PROVIDED TEXT:
★ ★ ★ ★ ★ ★ ★
In Part 1, we explored Apple's last nine years in the Greater China revenue geography to check the financials against prevailing narratives. Here, I complete my argument that Apple has continued to maintain a vibrant, even thriving Greater China business throughout (despite!) the near-two-year revenue downturn, with the help of two related metrics. One metric that's trickier to figure out. Another that's both certain and remarkably steady, particularly when you consider the revenue context.


[Part 1 of the series is here.]

I. How Are Two Unquestionable Greater China Down Years Somehow Of No Real Concern? Because They Really Only Prove Dormancy in Proper Context.

I know what some of you are thinking. "Let's see you try to make an argument that sounds way too nuanced for its own good."

No one ever said I made things easy on myself! 😁

As I mentioned in Part 1 of this mini-series, when you look at the revenue trends - and even "completely forget" about the macro headwinds or any number of potential external factors from "allegedly boring iPhone 6s and 7 updates" to "the inevitable loss of massive market share to the competition" - you see an incredible anomaly that demands your attention.

The perfect storm of China Mobile carrying iPhone (6 and 6 Plus) for the first time, added to already high enthusiasm for the "big-screen" iPhone from mainland China and Hong Kong in general, meant that Apple's Greater China results reached simultaneously unprecedented and unsustainable heights in a single bound.
★ ★ ★ ★ ★ ★ ★
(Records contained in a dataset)
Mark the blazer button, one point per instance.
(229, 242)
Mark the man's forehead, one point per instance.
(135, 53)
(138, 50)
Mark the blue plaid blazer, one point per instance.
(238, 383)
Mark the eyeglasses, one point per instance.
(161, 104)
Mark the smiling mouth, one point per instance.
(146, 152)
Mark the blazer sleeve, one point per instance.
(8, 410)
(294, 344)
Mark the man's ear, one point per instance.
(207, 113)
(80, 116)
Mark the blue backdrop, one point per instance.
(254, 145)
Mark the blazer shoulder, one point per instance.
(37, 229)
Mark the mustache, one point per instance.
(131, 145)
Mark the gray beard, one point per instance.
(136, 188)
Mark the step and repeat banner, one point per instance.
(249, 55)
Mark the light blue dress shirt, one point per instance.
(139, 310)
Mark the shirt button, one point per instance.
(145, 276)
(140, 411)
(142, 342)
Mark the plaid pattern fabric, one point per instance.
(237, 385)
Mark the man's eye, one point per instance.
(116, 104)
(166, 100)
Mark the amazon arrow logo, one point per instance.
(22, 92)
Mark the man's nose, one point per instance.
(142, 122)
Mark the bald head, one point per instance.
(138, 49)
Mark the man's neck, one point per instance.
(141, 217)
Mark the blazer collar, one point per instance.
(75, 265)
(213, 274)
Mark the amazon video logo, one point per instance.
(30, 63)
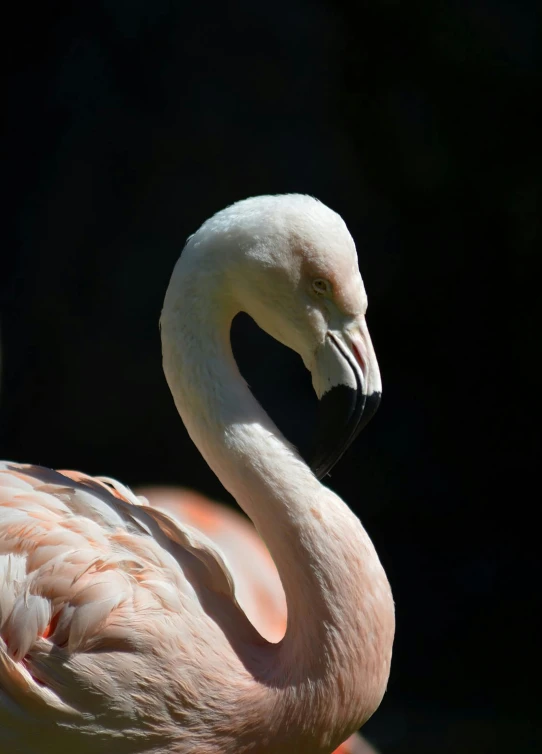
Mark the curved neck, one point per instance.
(331, 667)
★ ★ ★ ★ ★ ★ ★
INSTRUCTIONS FOR THE TASK: In the text on Apple's Greater China business, replace "Dormancy" with "Inactivity" and write out everything from "[Part 1 of the" down to "in Proper Context.".

EXERCISE OUTPUT:
[Part 1 of the series is here.]

I. How Are Two Unquestionable Greater China Down Years Somehow Of No Real Concern? Because They Really Only Prove Inactivity in Proper Context.